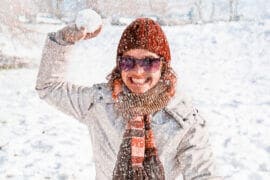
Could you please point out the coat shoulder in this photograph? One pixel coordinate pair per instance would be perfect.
(102, 93)
(183, 110)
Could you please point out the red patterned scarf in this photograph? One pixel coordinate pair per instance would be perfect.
(138, 156)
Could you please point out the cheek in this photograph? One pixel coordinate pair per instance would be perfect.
(124, 76)
(156, 76)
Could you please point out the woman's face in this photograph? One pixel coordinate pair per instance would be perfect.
(138, 80)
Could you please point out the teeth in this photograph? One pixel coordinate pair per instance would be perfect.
(138, 81)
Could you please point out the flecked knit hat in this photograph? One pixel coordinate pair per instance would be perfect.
(144, 33)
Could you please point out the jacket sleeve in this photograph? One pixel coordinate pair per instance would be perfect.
(194, 151)
(51, 84)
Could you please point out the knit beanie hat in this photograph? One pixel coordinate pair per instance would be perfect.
(144, 33)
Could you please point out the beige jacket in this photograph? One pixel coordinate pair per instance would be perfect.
(180, 132)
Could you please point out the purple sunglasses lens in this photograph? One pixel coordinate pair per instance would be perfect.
(126, 63)
(148, 64)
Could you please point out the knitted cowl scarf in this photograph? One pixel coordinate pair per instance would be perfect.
(138, 156)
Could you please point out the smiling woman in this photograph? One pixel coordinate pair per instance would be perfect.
(123, 114)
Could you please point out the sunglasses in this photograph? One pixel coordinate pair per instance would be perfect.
(149, 64)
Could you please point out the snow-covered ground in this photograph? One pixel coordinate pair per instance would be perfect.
(224, 67)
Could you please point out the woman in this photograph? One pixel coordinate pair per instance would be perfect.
(139, 130)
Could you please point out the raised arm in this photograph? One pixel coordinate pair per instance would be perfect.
(51, 84)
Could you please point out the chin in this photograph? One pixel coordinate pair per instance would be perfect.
(139, 90)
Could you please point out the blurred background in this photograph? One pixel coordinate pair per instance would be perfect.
(220, 52)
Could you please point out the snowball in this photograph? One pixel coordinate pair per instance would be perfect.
(89, 19)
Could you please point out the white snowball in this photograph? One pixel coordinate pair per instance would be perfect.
(89, 19)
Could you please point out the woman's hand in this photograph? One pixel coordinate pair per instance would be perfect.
(72, 34)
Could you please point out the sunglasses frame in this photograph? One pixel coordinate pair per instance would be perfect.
(161, 60)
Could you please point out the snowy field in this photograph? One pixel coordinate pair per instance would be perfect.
(223, 66)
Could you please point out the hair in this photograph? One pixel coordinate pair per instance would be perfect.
(168, 76)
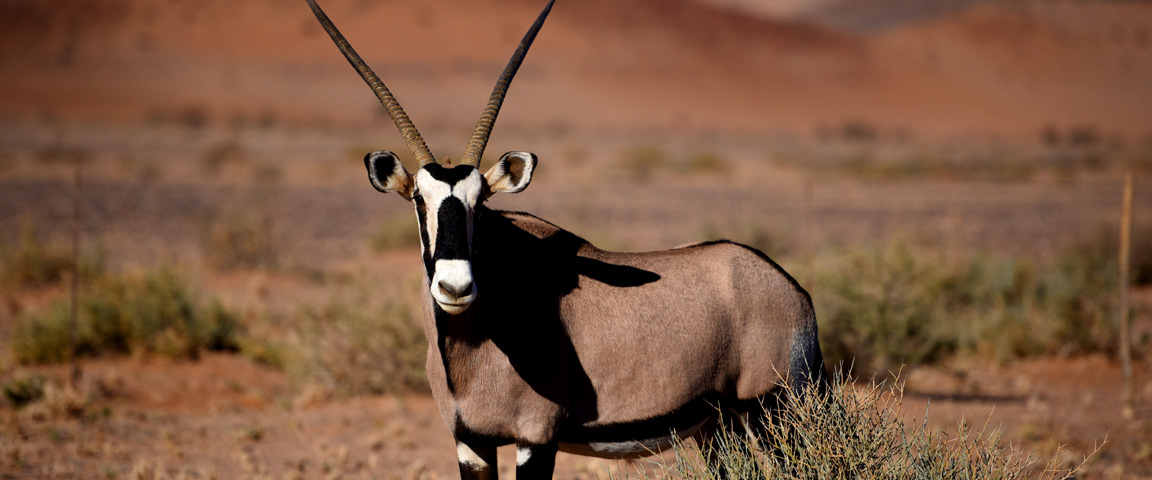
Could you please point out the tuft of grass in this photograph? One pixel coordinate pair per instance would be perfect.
(156, 312)
(220, 154)
(893, 304)
(33, 263)
(396, 231)
(851, 432)
(360, 342)
(23, 390)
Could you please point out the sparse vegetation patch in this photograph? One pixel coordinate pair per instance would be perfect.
(858, 432)
(891, 305)
(154, 312)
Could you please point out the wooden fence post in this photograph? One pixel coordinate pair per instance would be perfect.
(1126, 349)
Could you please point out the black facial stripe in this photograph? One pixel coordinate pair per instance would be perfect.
(422, 220)
(449, 175)
(452, 230)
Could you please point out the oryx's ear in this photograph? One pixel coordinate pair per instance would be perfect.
(387, 175)
(512, 174)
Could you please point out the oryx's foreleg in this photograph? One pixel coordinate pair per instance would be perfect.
(476, 463)
(535, 462)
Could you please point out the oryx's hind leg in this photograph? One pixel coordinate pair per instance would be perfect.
(476, 463)
(535, 462)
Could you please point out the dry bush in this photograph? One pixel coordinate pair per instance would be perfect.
(889, 305)
(857, 432)
(361, 341)
(154, 312)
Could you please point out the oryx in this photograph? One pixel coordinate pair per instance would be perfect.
(538, 338)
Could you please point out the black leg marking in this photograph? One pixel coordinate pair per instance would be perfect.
(536, 462)
(476, 463)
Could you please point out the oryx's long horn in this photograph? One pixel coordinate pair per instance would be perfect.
(407, 129)
(475, 150)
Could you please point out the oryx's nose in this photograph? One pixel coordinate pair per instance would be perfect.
(459, 289)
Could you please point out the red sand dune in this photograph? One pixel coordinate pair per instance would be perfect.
(1000, 67)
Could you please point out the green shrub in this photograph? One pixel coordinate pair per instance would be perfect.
(23, 390)
(892, 305)
(152, 313)
(856, 433)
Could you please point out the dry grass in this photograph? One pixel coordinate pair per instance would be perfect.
(154, 312)
(894, 304)
(35, 263)
(857, 432)
(361, 341)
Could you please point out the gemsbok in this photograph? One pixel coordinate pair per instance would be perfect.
(540, 340)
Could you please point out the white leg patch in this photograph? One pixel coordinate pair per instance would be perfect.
(468, 457)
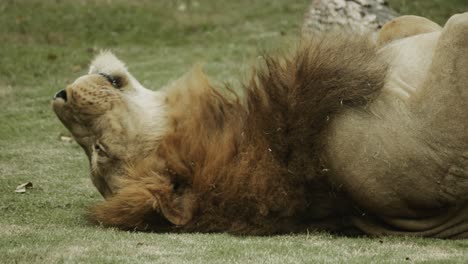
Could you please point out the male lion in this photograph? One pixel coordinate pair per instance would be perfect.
(349, 135)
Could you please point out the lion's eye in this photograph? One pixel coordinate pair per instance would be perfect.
(115, 81)
(100, 150)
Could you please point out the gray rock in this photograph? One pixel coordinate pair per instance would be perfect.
(361, 15)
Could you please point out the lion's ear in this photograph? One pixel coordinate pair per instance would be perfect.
(106, 62)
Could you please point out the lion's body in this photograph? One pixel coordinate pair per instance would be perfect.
(342, 136)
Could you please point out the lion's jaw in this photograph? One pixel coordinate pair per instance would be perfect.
(115, 124)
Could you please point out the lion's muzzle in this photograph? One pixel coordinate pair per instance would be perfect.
(61, 94)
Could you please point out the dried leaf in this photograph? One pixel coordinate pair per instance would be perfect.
(66, 139)
(22, 187)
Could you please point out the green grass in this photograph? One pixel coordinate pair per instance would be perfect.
(45, 44)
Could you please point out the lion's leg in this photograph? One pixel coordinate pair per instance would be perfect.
(442, 102)
(441, 106)
(405, 26)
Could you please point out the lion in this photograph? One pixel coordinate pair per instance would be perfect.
(351, 134)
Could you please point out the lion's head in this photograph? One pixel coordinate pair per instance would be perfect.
(113, 117)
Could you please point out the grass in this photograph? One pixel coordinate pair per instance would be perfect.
(45, 44)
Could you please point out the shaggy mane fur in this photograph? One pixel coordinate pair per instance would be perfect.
(252, 164)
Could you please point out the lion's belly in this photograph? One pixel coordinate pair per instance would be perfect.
(377, 155)
(409, 61)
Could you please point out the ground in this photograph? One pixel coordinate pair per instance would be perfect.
(46, 44)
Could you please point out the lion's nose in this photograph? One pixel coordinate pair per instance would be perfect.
(62, 94)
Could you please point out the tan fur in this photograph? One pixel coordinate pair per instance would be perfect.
(310, 144)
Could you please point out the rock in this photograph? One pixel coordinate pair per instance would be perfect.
(361, 15)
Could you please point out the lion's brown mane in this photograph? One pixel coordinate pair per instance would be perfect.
(252, 164)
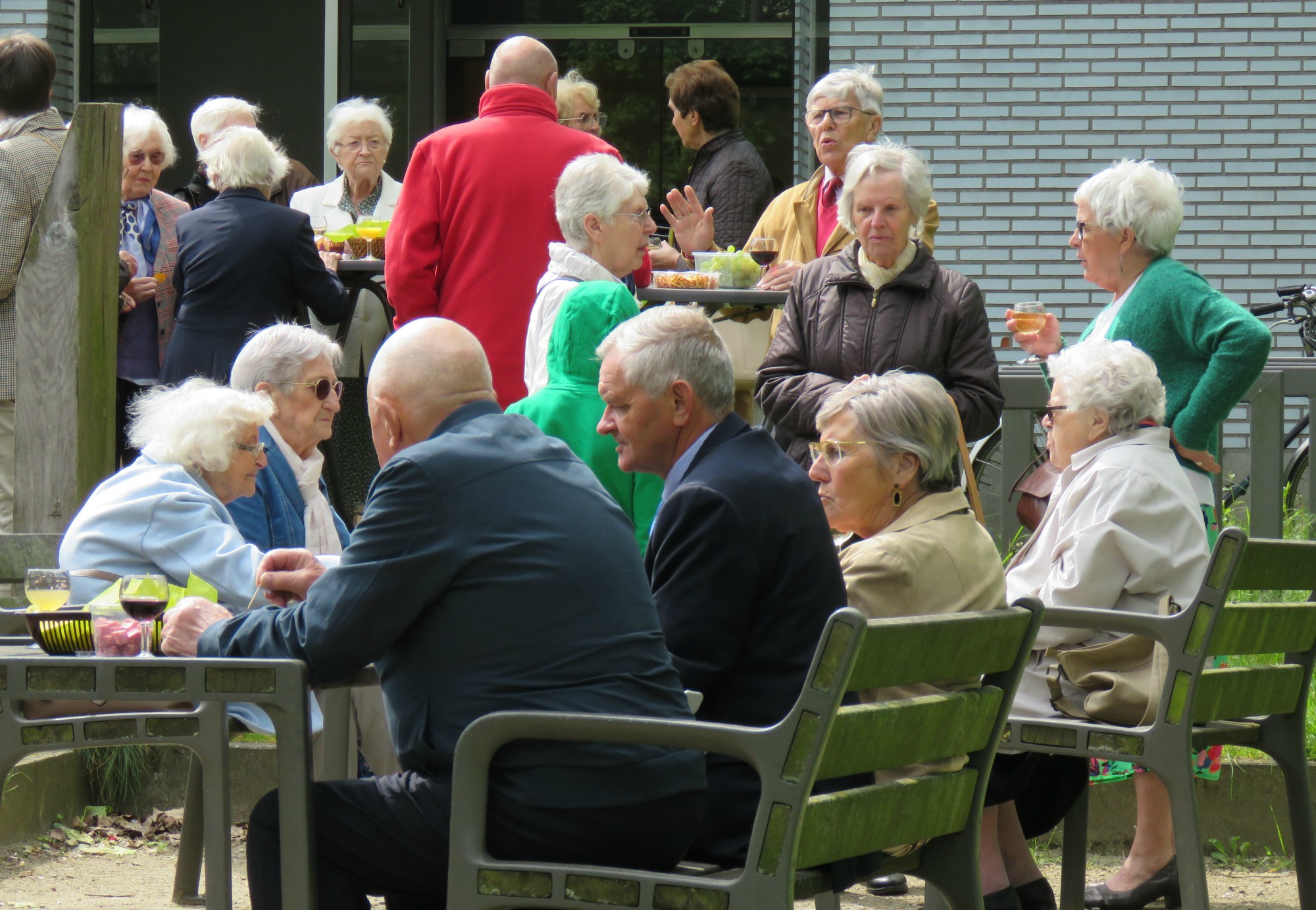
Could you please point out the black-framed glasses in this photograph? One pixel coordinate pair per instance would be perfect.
(832, 450)
(586, 121)
(323, 387)
(1048, 413)
(136, 158)
(840, 116)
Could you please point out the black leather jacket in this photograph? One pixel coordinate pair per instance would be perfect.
(835, 328)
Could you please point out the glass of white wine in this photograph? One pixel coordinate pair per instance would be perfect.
(1030, 318)
(47, 590)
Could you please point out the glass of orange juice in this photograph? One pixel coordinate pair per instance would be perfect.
(47, 590)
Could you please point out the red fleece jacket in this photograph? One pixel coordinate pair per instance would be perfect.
(470, 236)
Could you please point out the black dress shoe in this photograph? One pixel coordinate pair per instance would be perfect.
(1036, 895)
(1164, 884)
(1007, 899)
(889, 886)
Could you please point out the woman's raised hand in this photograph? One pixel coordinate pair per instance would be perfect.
(1038, 343)
(692, 222)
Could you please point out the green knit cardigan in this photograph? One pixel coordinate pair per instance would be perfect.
(1207, 349)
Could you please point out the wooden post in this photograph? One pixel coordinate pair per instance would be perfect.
(68, 332)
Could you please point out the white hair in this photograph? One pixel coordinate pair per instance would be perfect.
(903, 412)
(197, 424)
(869, 161)
(1111, 376)
(280, 353)
(594, 184)
(244, 157)
(1136, 195)
(853, 84)
(209, 120)
(140, 124)
(359, 111)
(665, 343)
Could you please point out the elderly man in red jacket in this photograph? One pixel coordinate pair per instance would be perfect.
(470, 234)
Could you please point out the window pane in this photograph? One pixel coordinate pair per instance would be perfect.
(127, 72)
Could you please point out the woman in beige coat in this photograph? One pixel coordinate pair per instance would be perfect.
(885, 470)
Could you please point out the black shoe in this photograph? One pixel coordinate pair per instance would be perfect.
(1036, 895)
(1007, 899)
(1164, 884)
(889, 886)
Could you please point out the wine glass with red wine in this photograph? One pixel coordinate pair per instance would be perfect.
(144, 597)
(763, 250)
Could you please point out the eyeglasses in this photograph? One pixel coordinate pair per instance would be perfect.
(832, 451)
(586, 121)
(373, 143)
(1048, 413)
(136, 158)
(840, 116)
(323, 387)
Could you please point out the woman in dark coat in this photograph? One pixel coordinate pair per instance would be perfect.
(244, 262)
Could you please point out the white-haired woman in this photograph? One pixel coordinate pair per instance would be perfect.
(606, 222)
(578, 104)
(1207, 349)
(148, 243)
(166, 512)
(243, 262)
(213, 117)
(1122, 533)
(843, 109)
(881, 304)
(884, 465)
(360, 137)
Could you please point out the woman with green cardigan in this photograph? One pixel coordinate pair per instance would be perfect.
(1209, 350)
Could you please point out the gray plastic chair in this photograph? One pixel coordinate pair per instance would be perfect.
(1263, 708)
(802, 846)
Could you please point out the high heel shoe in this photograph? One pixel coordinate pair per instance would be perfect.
(1036, 895)
(1164, 884)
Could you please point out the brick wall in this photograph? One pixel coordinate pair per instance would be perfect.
(1017, 103)
(52, 20)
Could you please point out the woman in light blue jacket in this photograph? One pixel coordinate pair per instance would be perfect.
(166, 513)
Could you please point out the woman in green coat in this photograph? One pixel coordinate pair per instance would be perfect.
(569, 408)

STATED EXERCISE =
Copy the rows word for word, starting at the line that contains "Could you please point out the window" and running through the final line of the rows, with both ends included.

WRITTEN REPLY =
Could you please point out the window pane in this photograph? One pixel coordinate pair per instance would be perfect.
(127, 72)
Could you please point out the woman in beige coat in this photograph? One pixel coordinate pair per instance would be perfect.
(885, 470)
Could you please point out the black shoe in this photograph? One pixel coordinate pair per instance would be perfect.
(1036, 895)
(1007, 899)
(1164, 884)
(889, 886)
Could you please point out the wine glass with red wine in this photograph? One pixel coordinate pair per instance would be perfect.
(144, 597)
(763, 250)
Could you please point out the eyeglasses in this photograph? One pixel coordinate pair per instance would be perfect.
(832, 451)
(586, 121)
(373, 143)
(1048, 413)
(136, 158)
(840, 116)
(323, 387)
Could you please point out the woman in dark coat in this photograph? One pixel coordinate pair per instance would be perfect.
(244, 262)
Could you please point out the white-haired woman in this photograph? One pixel coordinate pair per instance would be perfect.
(606, 222)
(578, 104)
(1207, 349)
(148, 243)
(166, 512)
(243, 262)
(213, 117)
(1122, 533)
(843, 109)
(881, 304)
(884, 465)
(360, 137)
Could you please point out the woman with green cardigan in this photograph? One pixel coordinate pair per instance would be perfect.
(1209, 350)
Could you please point out the gray plastic chair in this photograph? One pixel coordinate pair per instance would be perfect.
(1263, 708)
(802, 846)
Could you please point out the high heel shoe in this photograph? One pixel coordinate pair per instance would be perfect.
(1036, 895)
(1164, 884)
Could you please point out the brick wall in this photograph? One pixel coordinate pair per instance would be perfect.
(1017, 103)
(52, 20)
Could you please point out the woman in light blue jacket in this photograph? One pixel coordinate pair per instance would be perfect.
(166, 513)
Could you please point out the woman in green coat in this photograph? One pixel coordinate pair per instance would be perfect.
(569, 408)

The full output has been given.